**REQUIRED WORK**
Look for "locate" in each line of the records, and copy the lines that have it.

(Saved entries)

□ □ □ □ □

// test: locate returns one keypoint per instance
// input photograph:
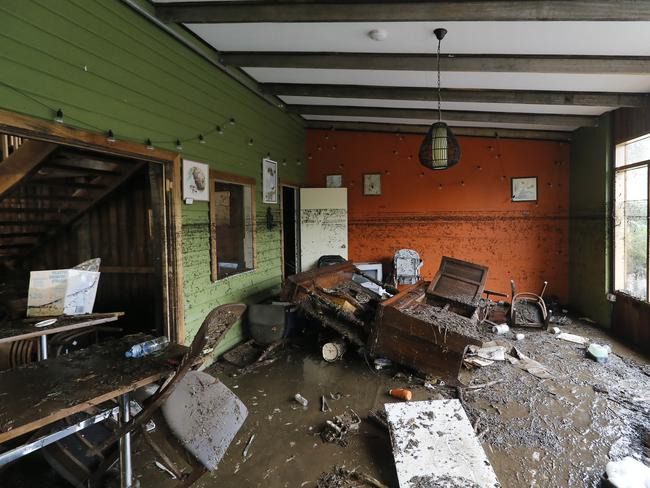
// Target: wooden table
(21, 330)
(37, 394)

□ □ □ □ □

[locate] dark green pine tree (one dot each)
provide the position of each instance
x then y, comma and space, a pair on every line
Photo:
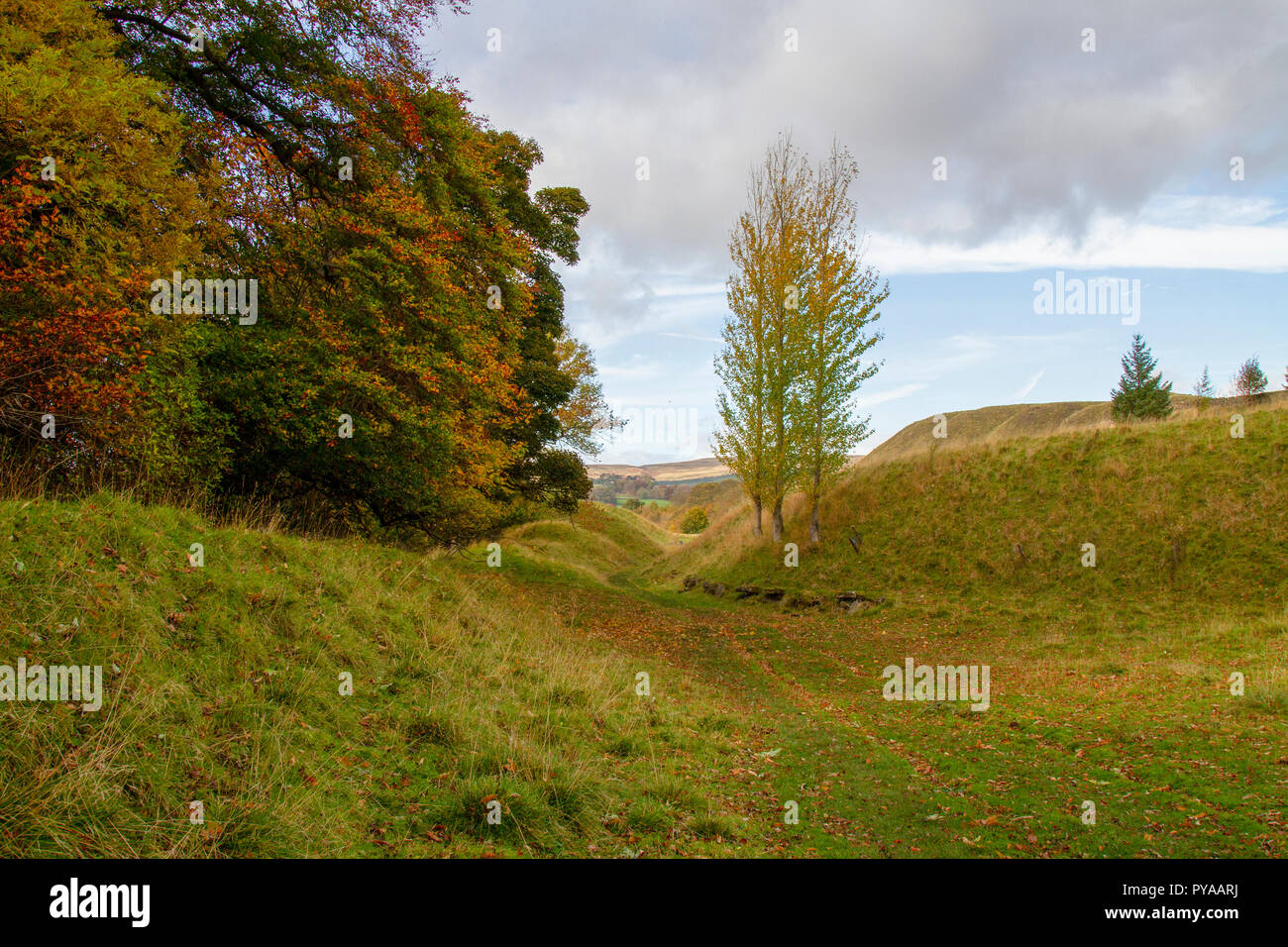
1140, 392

□ □ □ □ □

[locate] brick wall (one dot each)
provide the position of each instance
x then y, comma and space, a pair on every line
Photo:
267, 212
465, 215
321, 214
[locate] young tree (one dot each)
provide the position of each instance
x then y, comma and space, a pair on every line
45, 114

□ □ □ □ □

**THE ANSWER**
// test: locate returns one keypoint per instance
[locate] dark green pine tree (one dot each)
[locate] brick wall (one dot each)
[locate] young tree (one dot each)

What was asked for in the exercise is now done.